Monday, June 07, 2010

V01-T11 Mr. Rogers

.....Yes, it's another cover. No, it's not the last (not by a long shot). And, yes, it's the second punky deconstruction of a childhood memory in a four-song string of childhood memories. I couldn't pass this one up though, because I knew one of the members and because this spot on the playlist was the most comfortable fit.

Volume 1: THE PITCHFORK APPROACH, track 11
  • 02:48 "MR. ROGERS" (Fred Rogers)
  • performed by PBS
  • original source: B-side, 7" Troubled Youth Records TR-001 (US) 1986
  • and my source: the same
.....First I should explain the name. In the late 70's there was a British punk band who called themselves "GBH", short for the criminal charge of "grievous bodily harm". American police use different terminology, so the meaning is lost on many people over here. To slightly nerdy northeasterners, it meant WGBH, Boston, Massachusetts' Public Broadcasting System affiliate. Because that channel produced or co-produced a great deal of programming syndicated for the rest of the network, the station's call letters became synonymous with national public television. Ergo, the name "PBS" was an acknowledgement of the band GBH.

.....Having recorded a pop-punk original for the A-side ("Girl Of My Own"), recording a b-side alluding to the network would have been too good a joke to resist. The theme to the "Mr. Rogers' Neighborhood" show (minus the instrumental introduction) would be instantly recognized no matter what they did to it, for those 'of a certain age' at least. Because they worked so prolifically for children, Fred Rogers and his free-form jazz pianist John Costa are usually underestimated as composers (Rogers wrote the songs, Costa the subtle vamps and mood music). A good rule of thumb is that when people will gladly sing along to something you wrote that they haven't heard themselves in decades and they remember all the words, you're a good composer. The new arrangements work for me, too, and lest you think that I'm letting personal bias interfere with my judgement, I should point out that Robert Christgau placed this single at number 22 on his list of top singles for 1986. It beat out Bruce Hornsby's "The Way It Is" at number 23. (From The Village Voice, March 3, 1987)

.....Speaking of punky deconstruction, it continues on the next track but veers away from television. And to switch things up a bit, it's our first medley.

Sunday, June 06, 2010

V01-T10 Bubblegum Music

.....So many years later I can't remember exactly if this song, with its opening line about "the B-Splits on the TV" was chosen to follow the Dickies cover in the previous post, or if the cover was chosen to lead into this:

Volume 1: THE PITCHFORK APPROACH, track 10
  • 03:03 "BUBBLEGUM MUSIC" (Alex Garvin)
  • Performed by Pianosaurus
  • original source: CD GROOVY NEIGHBORHOOD Rounder CD9010 (US) 1987
  • and my source: the same
.....Yes, they are toys. Pianosaurus is a band that plays exclusively instruments that were manufactured to be children's toys. What has made this one album endure for as long as it has is that the idea of playing toys is treated as any other operating parameter for a band. If the intention had been to garner attention using the novelty of toy instruments and had always been a gimmick, it would have grabbed some attention briefly and then faded when the novelty wore off. Instead they set ground rules as one would for any experiment. They used functional instruments. They could not custom design anything-- it must be mass-produced and marketed to children, something that any kid or their parent might buy for purposes of unstructured play. They could not used "child-sized" professional quality instruments (such as quarter-size violins). Also, they could not simply make horrific, arhythmic noise and try to convince people it was "jazz". They had to create recognizable, hummable pop songs. The album is actually full of them.

* **Written task**
From the music blog posts above, list every individual person mentioned by name.

* **Given material**
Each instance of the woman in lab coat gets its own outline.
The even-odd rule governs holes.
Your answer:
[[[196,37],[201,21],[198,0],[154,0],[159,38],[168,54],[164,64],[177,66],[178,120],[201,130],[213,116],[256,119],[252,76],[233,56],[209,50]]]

* **Solved exercise**
Fred Rogers, John Costa, Robert Christgau, Bruce Hornsby, Alex Garvin